• **TESTO IN ESAME**:

Al contrario, una interessante lettura tenuta da un collega dell’Erasmus Medical Center di Rotterdam ha fatto emergere alcune tematiche attuali con risvolti etici importanti per il nostro settore che vale la pena di approfondire. Il primo riguarda la decisione terapeutica che prendiamo quando ci troviamo a consigliare al nostro paziente la migliore terapia. Potrebbe, infatti, succedere che vengano proposte terapie complesse e costose quando invece basta un intervento più semplice: il caso più facilmente ipotizzabile è quello di proporre per un basalioma primario di piccole dimensioni una chirurgia Mohs quando potrebbe bastare una semplice escissione chirurgica normale o addirittura una crioterapia. In effetti la microchirurgia Mohs è molto più costosa e “time-consuming” rispetto alla chirurgia tradizionale ma più redditizia per il medico: lo stesso paziente a fronte della diagnosi di un tumore della cute potrebbe tendere a preferire quel tipo di trattamento ritenendolo più radicale e quindi con maggiori possibilità di successo definitivo. L’American Academy of Dermatology a questo proposito ha redatto delle linee guida ben precise, sconsigliando l’utilizzo di terapie o procedure più costose laddove non necessario.

• **RECORD ESTRATTI**:
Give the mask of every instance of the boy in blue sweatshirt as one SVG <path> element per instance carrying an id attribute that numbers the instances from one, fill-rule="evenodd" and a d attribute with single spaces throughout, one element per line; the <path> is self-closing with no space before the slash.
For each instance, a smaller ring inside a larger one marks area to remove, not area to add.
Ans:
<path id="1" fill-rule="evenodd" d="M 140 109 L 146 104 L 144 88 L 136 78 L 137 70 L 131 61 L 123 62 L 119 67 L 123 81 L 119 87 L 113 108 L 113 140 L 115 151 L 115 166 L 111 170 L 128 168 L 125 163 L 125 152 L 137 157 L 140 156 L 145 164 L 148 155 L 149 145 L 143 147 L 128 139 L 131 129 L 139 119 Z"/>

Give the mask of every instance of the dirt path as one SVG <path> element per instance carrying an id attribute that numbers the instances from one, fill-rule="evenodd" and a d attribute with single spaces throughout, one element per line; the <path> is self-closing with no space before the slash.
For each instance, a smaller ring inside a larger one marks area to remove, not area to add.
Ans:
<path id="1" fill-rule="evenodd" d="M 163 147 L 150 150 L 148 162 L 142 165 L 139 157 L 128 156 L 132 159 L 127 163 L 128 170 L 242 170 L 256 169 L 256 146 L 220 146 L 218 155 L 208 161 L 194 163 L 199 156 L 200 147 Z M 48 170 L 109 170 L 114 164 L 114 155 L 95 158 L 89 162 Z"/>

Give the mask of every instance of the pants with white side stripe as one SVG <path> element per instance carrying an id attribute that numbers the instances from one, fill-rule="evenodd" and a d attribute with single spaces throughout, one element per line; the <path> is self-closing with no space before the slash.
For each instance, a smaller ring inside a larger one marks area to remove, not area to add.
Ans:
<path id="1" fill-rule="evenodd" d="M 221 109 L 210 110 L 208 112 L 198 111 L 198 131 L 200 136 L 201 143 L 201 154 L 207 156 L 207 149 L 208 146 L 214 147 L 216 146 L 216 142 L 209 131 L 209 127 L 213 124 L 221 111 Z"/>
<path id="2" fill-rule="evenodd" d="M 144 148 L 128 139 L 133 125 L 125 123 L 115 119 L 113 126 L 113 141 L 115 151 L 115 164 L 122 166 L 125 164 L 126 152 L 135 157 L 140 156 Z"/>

• **AZIONI DA SVOLGERE**:
(a) Secondo il testo sulle scelte terapeutiche in dermatologia, quale ente ha redatto linee guida che sconsigliano terapie o procedure più costose quando non necessarie?
(b) Prosegui, per favore, il testo sulle scelte terapeutiche in dermatologia, partendo subito dopo la sua ultima frase.
Per questo lavoro i record non servono.

• **RISULTATI ATTESI**:
(a) L'American Academy of Dermatology.

(b)
Ma non siamo solo noi medici a commettere questi errori: le case farmaceutiche, infatti, spesso “rinfrescano” un farmaco o un prodotto vicino alla scadenza di brevetto cambiando lievemente la composizione o estendendo le indicazioni a qualche nicchia di mercato o malattia orfana, aumentando nel contempo notevolmente il prezzo. Sta a noi proporre il consiglio corretto, come nel caso della scelta tra farmaco generico e brandizzato. Questo fa salire immancabilmente i costi di gestione di una determinata patologia e ci fa capire come in questi tempi, con scarse risorse di budget, gli ospedali comperino ormai solo prodotti generici o similari per cercare di contenere una spesa sanitaria sempre più crescente (ma con sempre meno fondi a disposizione da parte del governo). Nell’ultimo aggiornamento del DEF (fine settembre 2017) la spesa sanitaria si è attestata al 6,6% del PIL e si prevede arriverà al 6,3% del PIL nel 2020, ben al di sotto della fatidica soglia di allarme del 6,5% sotto la quale, secondo l’Organizzazione Mondiale della Sanità, oltre la qualità dell’assistenza e l’accesso alle cure, si riduce anche l’aspettativa di vita delle persone.

È solo con il comportamento eticamente corretto di operatori sanitari e industrie che realmente si possono contenere i costi e offrire un servizio serio, personalizzato e sostenibile nel futuro.